- Data records
::::::

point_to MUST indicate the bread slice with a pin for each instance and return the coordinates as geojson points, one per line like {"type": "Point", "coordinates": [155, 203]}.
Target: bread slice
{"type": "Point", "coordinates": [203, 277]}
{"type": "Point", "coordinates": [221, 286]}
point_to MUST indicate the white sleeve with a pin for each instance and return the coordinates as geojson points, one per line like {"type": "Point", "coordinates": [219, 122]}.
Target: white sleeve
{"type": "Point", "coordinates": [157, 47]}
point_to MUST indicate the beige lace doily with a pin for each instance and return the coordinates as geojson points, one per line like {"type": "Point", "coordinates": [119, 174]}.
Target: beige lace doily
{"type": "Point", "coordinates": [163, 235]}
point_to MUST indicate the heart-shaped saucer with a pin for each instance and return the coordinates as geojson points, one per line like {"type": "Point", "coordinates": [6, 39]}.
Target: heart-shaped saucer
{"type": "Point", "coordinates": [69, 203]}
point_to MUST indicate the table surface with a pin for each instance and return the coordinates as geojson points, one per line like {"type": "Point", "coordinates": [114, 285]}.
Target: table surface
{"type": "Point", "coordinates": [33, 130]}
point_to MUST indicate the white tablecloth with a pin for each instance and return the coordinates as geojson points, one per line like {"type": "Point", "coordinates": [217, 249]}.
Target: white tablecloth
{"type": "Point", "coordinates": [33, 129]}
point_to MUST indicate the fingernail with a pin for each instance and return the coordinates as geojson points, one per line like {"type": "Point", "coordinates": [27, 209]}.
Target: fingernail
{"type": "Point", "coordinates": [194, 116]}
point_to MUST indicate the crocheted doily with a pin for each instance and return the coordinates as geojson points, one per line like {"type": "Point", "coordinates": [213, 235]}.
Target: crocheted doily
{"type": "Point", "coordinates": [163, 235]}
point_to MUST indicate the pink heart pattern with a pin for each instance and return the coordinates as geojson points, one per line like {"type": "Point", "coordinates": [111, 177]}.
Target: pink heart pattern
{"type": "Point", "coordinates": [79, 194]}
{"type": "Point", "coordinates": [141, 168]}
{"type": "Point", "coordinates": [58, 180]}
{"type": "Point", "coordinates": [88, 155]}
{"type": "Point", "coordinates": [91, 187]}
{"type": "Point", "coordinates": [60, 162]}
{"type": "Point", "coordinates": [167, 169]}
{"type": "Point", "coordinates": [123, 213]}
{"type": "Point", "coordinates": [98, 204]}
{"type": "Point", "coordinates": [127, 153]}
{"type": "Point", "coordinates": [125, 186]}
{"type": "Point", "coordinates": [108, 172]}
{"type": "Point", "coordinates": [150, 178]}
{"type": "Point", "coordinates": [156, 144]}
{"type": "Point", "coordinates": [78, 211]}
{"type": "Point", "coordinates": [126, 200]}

::::::

- What needs to be done
Transcribe the data word for word, covering the stretch from the line containing "point_to MUST indicate the fingernail" through the end of the data.

- Result of the task
point_to MUST indicate the fingernail with a pin for each instance and return the coordinates as geojson points, one per line like {"type": "Point", "coordinates": [27, 209]}.
Target: fingernail
{"type": "Point", "coordinates": [194, 116]}
point_to MUST indicate the crocheted doily with a pin for each instance and return the coordinates as geojson points, one per line like {"type": "Point", "coordinates": [213, 235]}.
Target: crocheted doily
{"type": "Point", "coordinates": [163, 235]}
point_to MUST indicate the pink heart pattern with a pin for each instance and return the coordinates as geojson points, one per line like {"type": "Point", "coordinates": [111, 177]}.
Target: pink heart pattern
{"type": "Point", "coordinates": [79, 194]}
{"type": "Point", "coordinates": [141, 168]}
{"type": "Point", "coordinates": [58, 180]}
{"type": "Point", "coordinates": [88, 155]}
{"type": "Point", "coordinates": [91, 187]}
{"type": "Point", "coordinates": [60, 162]}
{"type": "Point", "coordinates": [167, 169]}
{"type": "Point", "coordinates": [123, 213]}
{"type": "Point", "coordinates": [98, 204]}
{"type": "Point", "coordinates": [127, 153]}
{"type": "Point", "coordinates": [125, 186]}
{"type": "Point", "coordinates": [108, 172]}
{"type": "Point", "coordinates": [150, 178]}
{"type": "Point", "coordinates": [156, 144]}
{"type": "Point", "coordinates": [78, 211]}
{"type": "Point", "coordinates": [126, 200]}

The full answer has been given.